-- Begin --

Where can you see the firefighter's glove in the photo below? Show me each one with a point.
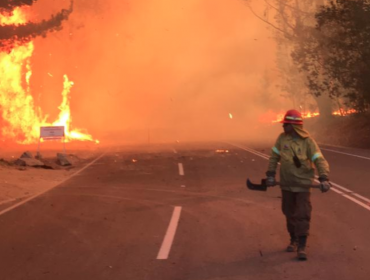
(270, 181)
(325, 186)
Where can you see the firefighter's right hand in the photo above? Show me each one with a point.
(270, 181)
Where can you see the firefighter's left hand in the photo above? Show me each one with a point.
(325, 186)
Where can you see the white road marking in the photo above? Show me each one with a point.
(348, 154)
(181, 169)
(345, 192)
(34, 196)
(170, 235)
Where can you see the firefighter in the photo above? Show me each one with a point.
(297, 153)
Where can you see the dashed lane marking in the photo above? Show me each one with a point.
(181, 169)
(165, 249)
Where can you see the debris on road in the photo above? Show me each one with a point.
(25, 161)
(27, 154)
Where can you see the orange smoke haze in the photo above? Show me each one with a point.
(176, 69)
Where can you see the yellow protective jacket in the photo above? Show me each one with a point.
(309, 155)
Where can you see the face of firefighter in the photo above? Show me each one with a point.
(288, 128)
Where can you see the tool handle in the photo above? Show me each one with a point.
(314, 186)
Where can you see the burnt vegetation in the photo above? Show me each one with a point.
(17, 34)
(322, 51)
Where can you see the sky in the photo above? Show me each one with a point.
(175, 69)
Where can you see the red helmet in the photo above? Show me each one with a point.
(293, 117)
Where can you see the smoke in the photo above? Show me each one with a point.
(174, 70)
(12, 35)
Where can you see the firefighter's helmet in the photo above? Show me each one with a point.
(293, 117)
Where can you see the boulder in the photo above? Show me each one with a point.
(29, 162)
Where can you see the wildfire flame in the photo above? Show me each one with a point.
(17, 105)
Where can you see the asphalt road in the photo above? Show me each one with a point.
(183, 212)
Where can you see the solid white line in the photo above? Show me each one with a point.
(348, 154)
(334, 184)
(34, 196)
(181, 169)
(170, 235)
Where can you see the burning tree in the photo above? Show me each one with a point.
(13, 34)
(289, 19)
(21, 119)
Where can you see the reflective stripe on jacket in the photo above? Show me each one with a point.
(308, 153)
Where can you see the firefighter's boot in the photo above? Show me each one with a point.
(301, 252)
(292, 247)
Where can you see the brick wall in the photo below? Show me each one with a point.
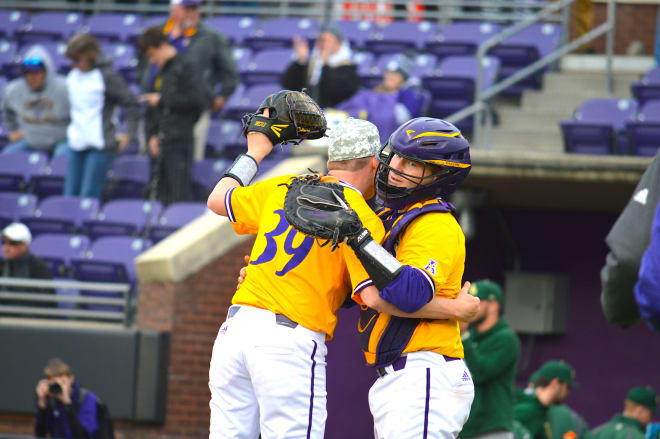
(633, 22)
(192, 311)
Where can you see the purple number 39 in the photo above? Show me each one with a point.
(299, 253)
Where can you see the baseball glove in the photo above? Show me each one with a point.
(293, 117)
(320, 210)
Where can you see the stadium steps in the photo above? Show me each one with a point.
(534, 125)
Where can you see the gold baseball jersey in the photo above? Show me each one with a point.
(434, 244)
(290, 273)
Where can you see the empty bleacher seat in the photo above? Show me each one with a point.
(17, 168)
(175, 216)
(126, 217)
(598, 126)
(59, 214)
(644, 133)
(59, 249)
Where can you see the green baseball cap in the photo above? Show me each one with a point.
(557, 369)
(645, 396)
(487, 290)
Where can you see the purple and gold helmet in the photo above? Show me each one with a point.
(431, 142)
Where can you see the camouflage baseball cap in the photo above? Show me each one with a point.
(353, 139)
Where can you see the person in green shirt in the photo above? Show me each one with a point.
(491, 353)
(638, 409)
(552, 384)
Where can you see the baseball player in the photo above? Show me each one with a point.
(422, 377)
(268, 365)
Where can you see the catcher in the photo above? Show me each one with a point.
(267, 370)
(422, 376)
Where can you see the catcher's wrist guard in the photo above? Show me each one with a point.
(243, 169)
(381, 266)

-- End --
-- Begin --

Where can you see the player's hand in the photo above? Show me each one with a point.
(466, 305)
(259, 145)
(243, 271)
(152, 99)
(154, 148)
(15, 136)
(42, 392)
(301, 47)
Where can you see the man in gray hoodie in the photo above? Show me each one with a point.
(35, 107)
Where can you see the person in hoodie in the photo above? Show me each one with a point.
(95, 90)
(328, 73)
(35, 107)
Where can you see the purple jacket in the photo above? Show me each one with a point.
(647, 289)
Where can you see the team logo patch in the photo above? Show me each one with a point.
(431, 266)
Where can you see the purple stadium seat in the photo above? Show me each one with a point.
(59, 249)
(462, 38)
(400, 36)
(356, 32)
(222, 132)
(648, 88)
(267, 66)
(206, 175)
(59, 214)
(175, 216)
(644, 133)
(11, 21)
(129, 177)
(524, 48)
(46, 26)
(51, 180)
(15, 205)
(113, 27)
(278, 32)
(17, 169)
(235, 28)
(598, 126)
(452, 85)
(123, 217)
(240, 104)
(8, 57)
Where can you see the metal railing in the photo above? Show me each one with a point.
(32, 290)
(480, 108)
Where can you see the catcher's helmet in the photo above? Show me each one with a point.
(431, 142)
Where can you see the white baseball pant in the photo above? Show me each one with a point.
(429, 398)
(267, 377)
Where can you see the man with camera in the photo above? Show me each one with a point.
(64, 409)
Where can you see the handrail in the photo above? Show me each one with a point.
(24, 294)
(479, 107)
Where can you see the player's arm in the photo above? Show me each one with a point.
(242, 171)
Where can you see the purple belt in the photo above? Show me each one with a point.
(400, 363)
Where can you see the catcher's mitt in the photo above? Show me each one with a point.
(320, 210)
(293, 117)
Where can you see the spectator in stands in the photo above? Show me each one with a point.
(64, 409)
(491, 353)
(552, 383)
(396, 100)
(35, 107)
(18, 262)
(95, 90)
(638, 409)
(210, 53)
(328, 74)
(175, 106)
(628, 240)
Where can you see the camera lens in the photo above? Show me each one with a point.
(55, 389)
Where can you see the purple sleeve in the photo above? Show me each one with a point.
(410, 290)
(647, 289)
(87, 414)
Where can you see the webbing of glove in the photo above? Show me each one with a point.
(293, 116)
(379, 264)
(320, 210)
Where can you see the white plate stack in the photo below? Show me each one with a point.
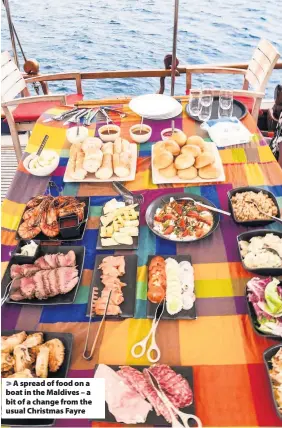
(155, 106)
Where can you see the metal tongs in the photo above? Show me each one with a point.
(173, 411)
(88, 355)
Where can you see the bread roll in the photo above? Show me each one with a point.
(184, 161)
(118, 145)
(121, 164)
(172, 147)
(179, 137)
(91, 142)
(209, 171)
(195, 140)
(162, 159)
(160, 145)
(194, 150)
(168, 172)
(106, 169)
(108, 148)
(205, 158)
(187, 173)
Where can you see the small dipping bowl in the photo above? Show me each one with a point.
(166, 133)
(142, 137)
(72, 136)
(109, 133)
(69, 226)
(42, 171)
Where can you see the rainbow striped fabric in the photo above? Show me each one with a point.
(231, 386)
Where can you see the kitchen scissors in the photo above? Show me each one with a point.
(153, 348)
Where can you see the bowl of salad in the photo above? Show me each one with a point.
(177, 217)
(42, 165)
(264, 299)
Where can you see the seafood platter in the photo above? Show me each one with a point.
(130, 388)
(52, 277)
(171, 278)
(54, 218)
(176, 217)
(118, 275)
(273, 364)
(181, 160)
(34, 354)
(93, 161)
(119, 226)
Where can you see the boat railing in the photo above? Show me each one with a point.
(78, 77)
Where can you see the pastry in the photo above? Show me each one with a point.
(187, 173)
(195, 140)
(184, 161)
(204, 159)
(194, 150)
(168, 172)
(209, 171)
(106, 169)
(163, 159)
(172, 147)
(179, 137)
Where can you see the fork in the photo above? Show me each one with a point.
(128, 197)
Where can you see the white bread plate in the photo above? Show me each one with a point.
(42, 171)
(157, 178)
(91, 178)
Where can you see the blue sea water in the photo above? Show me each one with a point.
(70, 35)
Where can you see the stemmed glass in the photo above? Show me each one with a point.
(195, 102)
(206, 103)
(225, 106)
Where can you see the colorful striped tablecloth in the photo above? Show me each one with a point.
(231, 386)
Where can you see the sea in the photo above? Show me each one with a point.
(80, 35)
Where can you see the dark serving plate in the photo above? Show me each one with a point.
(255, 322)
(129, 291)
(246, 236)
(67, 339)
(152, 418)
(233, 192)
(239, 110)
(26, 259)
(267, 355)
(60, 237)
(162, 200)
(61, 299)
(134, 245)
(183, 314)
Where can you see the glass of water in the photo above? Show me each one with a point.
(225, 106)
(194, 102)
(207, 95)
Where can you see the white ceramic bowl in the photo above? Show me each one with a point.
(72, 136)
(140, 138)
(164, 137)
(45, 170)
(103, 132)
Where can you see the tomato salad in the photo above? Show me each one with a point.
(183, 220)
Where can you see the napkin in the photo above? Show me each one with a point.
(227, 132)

-- End --
-- Begin --

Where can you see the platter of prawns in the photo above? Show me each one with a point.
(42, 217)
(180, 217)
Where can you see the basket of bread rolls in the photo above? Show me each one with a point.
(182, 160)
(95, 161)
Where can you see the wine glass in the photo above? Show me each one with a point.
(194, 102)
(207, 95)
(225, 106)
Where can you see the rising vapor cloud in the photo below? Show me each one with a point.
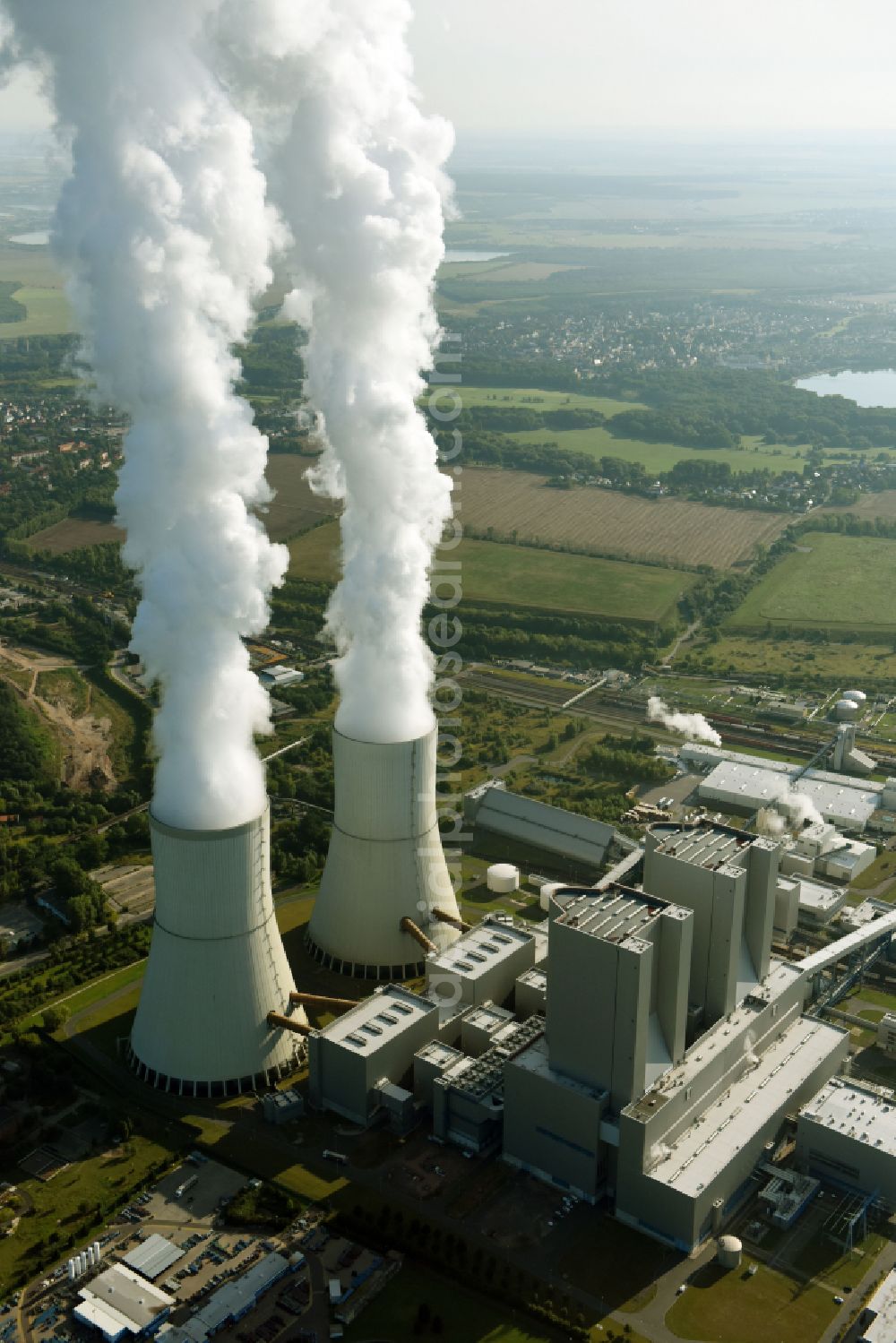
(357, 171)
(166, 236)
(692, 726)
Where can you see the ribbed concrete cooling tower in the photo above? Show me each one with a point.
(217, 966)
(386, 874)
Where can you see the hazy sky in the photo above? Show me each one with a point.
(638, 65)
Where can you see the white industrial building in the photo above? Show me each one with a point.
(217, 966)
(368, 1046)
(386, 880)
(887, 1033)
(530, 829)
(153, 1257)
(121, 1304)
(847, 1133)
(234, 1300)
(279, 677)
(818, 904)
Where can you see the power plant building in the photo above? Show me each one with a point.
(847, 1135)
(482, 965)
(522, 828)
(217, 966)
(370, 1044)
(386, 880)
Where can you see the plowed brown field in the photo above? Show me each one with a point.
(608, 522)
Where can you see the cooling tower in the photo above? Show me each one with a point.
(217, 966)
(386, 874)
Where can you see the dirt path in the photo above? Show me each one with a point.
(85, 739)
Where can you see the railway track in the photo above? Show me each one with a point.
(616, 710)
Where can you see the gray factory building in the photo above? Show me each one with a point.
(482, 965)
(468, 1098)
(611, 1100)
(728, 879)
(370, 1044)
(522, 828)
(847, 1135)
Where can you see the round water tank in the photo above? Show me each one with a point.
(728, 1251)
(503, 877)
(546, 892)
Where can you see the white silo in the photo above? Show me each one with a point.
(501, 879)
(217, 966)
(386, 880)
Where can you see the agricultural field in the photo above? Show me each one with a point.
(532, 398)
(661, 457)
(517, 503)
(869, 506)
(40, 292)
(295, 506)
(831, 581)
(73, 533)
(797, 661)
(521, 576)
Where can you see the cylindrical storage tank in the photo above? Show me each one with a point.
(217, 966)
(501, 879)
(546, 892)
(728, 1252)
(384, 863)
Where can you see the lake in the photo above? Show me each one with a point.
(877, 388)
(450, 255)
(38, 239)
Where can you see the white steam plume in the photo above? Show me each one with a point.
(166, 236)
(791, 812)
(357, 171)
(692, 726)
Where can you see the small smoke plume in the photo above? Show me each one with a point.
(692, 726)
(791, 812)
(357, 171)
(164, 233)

-- End --

# [AIM]
Pull out every line of the items above that contains the string "striped", treating uppercase and lowercase as different.

# [COMPLETE OUTPUT]
Where can you see the rainbow striped fabric in the photo above? Show me each one with a point.
Where can you see the colorful striped tablecloth in the photo above? Show me each one with a point.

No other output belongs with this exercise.